● **Exercise passage**:
In the journal Cell, researchers report new evidence to explain why prostate cancer and other hormone-dependent cancers may become resistant to hormone therapies. Their findings further suggest that a similar mechanism may play an essential role in reproductive physiology, including critical events of pregnancy.
Led by Michael Rosenfeld and David Rose at the University of California, San Diego, the group found in studies of cell cultures that so-called macrophages--components of the innate immune system that drive inflammatory reactions--physically interact with prostate cancer cells. That interaction, in turn, reverses the activity of hormone receptors in cancer cells that respond to androgens, such as testosterone, leading to shifts in the expression of other genes. The study's co-first authors were Ping Zhu and Sung Hee Baek, also of UCSD.
"While hormone resistance can likely be acquired in multiple ways, it appears we may have uncovered a general contributor to hormone resistance in prostate cancer," Rosenfeld said.
"Hormone resistance is a particular problem in prostate cancer, where it occurs in a very high percentage of cases," Rose added. "We think we've now made a connection between inflammation and resistance to particular cancer drugs."
Androgens, acting via androgen receptors, are essential for normal growth and function of the prostate gland and have been implicated in the progression of prostate cancer. Selective androgen receptor modulators (SARMs) --drugs intended to inhibit the activity of androgen receptors--are therefore standard treatment for prostate cancer. However, prostate cancers often become resistant to such treatment. A similar, though less common, phenomenon can also occur in breast cancers treated with drugs that target the hormone receptor for estrogen.
The new study reports that an inflammatory chemical produced by macrophages can lead to resistance by setting in motion other changes that reverse the function of SARMs. Those alterations, in effect, turn the androgen receptor-inhibiting drugs into activators.
"This is the last thing you want because that makes the prostate and cancer grow," Rosenfeld said.
Macrophage cells of the immune system infiltrate virtually all prostate tumor samples, the researchers found. They further showed that blocking one of the major chemicals secreted by macrophages prevented SARMs from stimulating androgen receptors, evidence that the inflammatory chemical plays a critical role in the development of drug resistance.
That chemical interaction depends on a portion of the androgen receptor that is specific to all sex steroid receptors, including the estrogen and progesterone receptors, they reported. That region of the receptor is responsible for enlisting a protein that senses inflammatory signals, enabling SARMs to activate genes normally stimulated by active hormone receptors, according to the researchers.
The findings suggest "some very inviting potential" targets for drugs that might prevent the development of hormone resistance in cancers, Rosenfeld said. However, the researchers urge caution as any such advances would take considerably more study.

● **Data to examine**:

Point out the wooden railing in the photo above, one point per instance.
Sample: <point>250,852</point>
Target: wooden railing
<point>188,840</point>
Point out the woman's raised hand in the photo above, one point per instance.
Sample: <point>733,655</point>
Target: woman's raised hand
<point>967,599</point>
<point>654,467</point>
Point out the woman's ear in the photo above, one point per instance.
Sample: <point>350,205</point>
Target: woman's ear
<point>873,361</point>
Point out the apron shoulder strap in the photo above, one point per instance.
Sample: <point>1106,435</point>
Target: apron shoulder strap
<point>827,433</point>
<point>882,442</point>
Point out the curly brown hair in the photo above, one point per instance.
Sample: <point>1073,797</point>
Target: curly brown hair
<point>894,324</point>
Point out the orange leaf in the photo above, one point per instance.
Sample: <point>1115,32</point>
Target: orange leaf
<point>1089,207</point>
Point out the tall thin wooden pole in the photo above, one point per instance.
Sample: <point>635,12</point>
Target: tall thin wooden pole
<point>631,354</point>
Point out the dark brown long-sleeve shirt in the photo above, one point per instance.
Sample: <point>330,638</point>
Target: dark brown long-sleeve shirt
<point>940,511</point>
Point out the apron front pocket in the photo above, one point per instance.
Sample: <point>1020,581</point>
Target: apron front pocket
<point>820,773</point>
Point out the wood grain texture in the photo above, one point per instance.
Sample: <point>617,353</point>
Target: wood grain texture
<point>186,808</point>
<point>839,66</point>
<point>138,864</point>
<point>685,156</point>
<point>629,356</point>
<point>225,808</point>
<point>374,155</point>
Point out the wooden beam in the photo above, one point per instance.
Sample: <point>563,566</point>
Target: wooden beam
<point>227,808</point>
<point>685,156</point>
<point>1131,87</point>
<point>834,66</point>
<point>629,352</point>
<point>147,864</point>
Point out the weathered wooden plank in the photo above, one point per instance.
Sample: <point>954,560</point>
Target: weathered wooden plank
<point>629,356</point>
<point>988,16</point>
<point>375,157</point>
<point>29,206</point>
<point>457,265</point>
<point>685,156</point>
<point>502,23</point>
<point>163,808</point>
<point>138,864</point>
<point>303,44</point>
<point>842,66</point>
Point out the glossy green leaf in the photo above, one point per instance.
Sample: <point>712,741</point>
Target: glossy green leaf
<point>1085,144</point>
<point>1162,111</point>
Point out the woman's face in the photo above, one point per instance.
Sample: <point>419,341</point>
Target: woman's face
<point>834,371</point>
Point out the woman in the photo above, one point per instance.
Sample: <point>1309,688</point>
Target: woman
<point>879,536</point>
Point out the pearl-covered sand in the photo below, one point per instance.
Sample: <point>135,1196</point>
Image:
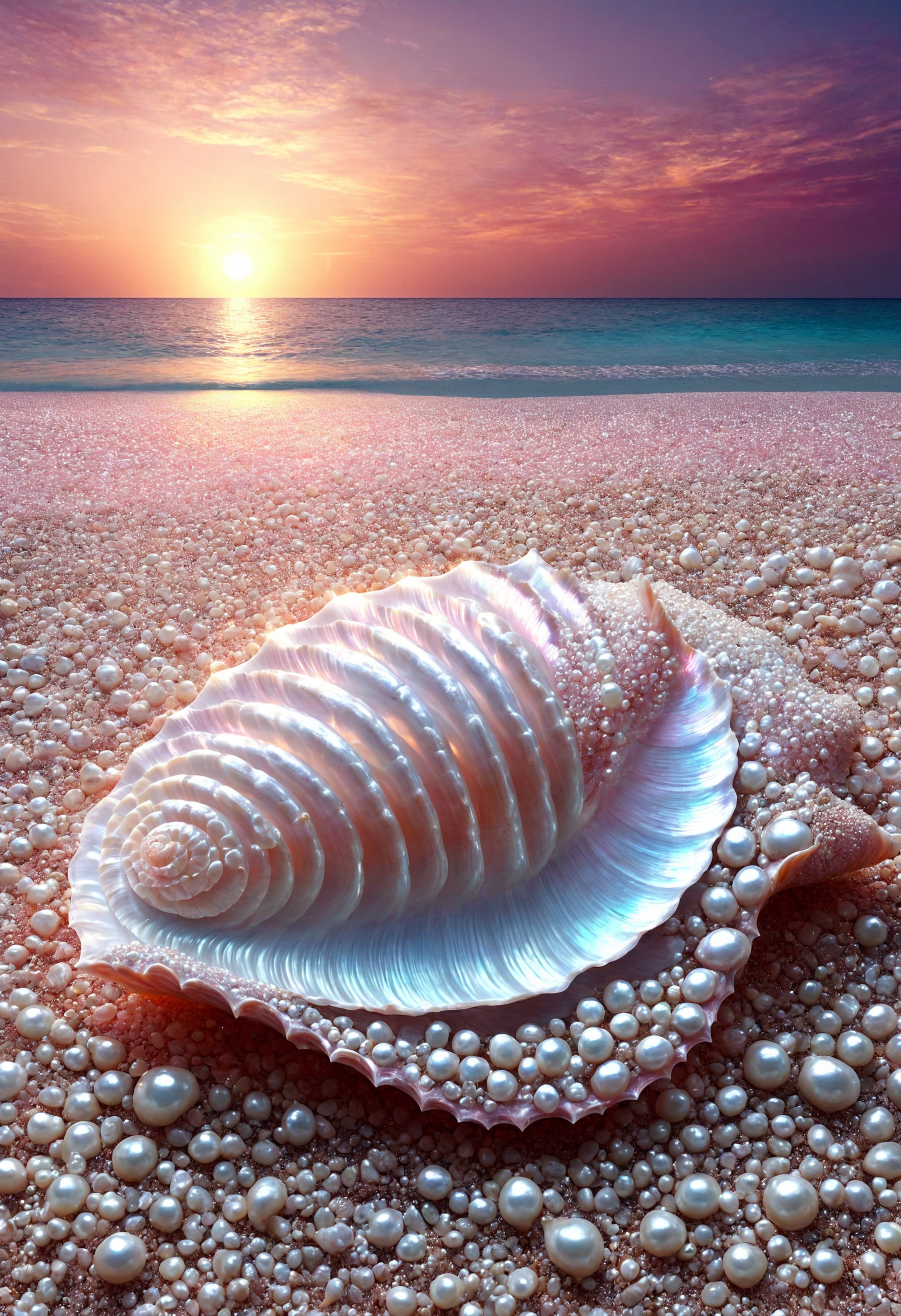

● **Problem set**:
1. In the prostate cancer article, which immune cells did the researchers find in virtually all prostate tumor samples?
2. Summarize the prostate cancer article in two sentences.

● **Task results**:
1. Macrophages

2. Researchers at the University of California, San Diego found that macrophages, inflammatory cells of the innate immune system, interact with prostate cancer cells and release an inflammatory chemical that turns androgen receptor-inhibiting drugs into activators, which may be a general contributor to hormone resistance. Blocking a major macrophage chemical stopped those drugs from stimulating androgen receptors, and the researchers see potential drug targets in the findings but urge caution because considerably more study is needed.